__INSTRUCTIONS TO FOLLOW__
Tally the lines of the records below in which the word "true" appears, treating uppercase and lowercase letters as distinct. State only the resulting number.

Pointing entries for labeled objects
###

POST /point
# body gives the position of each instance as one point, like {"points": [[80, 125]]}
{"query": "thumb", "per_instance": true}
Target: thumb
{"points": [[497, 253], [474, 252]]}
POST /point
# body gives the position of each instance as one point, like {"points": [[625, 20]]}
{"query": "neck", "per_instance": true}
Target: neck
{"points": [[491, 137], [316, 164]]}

###

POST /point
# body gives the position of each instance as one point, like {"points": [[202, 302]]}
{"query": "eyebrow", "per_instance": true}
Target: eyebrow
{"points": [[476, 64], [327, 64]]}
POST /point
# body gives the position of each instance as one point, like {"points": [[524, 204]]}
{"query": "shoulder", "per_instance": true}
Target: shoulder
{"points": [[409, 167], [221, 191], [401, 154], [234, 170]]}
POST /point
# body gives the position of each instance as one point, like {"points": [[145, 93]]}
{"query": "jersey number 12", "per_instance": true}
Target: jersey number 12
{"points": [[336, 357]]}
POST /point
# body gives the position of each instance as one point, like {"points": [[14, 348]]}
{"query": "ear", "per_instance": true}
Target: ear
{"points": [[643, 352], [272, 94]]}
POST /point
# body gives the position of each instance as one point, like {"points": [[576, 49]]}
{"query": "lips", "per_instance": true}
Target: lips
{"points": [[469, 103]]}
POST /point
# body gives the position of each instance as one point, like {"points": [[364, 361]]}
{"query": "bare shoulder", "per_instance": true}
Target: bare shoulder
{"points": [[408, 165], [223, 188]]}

###

__THE REPLY__
8